Single by Demi Lovato
- Released: July 1, 2016
- Recorded: June 2016
- Genre: Dance; R&B;
- Length: 3:13
- Label: Island; Hollywood; Safehouse; Republic;
- Songwriters: Demi Lovato; Nolan Lambroza; Simon Wilcox;
- Producer: Sir Nolan

Demi Lovato singles chronology
| "Without a Fight" (2016) | "Body Say" (2016) | "No Promises" (2017) |

= Body Say =

2016 single by Demi Lovato

"Body Say" is a song by American singer Demi Lovato. She co-wrote the track with Simon Wilcox and its producer, Sir Nolan. It was initially released exclusively to music streaming services through Island, Hollywood and Safehouse Records on July 1, 2016, was serviced to pop radio on July 12, 2016, and was made available to iTunes on July 15, 2016.

+---+

- _EXERCISE 1_:
Quote the Body Say entry from the words "Demi Lovato singles" through the words "July 15, 2016.".
- _EXERCISE 2_:
Using the Body Say entry, answer yes or no to each statement and quote the words that decide it: (a) Sir Nolan produced the song; (b) the song reached iTunes before it was serviced to pop radio; (c) the song runs 3:13.
- _EXERCISE 3_:
Translate this sentence from the Body Say entry into Spanish: "She co-wrote the track with Simon Wilcox and its producer, Sir Nolan."
The data that comes next has no connection to the Body Say entry.

- _GIVEN INFORMATION_:
+---+

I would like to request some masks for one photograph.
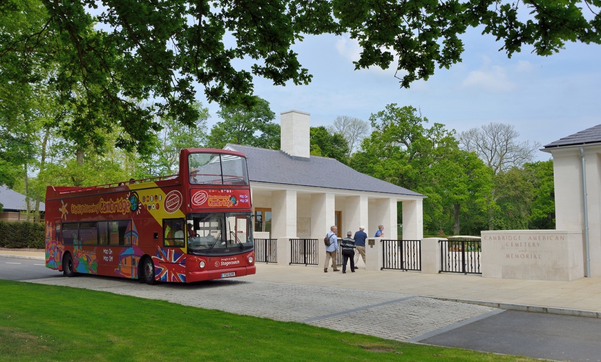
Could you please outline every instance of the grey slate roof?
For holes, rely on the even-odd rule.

+---+

- _FULL RESPONSE 1_:
Demi Lovato singles chronology
| "Without a Fight" (2016) | "Body Say" (2016) | "No Promises" (2017) |

= Body Say =

2016 single by Demi Lovato

"Body Say" is a song by American singer Demi Lovato. She co-wrote the track with Simon Wilcox and its producer, Sir Nolan. It was initially released exclusively to music streaming services through Island, Hollywood and Safehouse Records on July 1, 2016, was serviced to pop radio on July 12, 2016, and was made available to iTunes on July 15, 2016.

- _FULL RESPONSE 2_:
(a) Yes: "Producer: Sir Nolan"
(b) No: "was serviced to pop radio on July 12, 2016, and was made available to iTunes on July 15, 2016"
(c) Yes: "Length: 3:13"

- _FULL RESPONSE 3_:
Ella coescribió la canción con Simon Wilcox y su productor, Sir Nolan.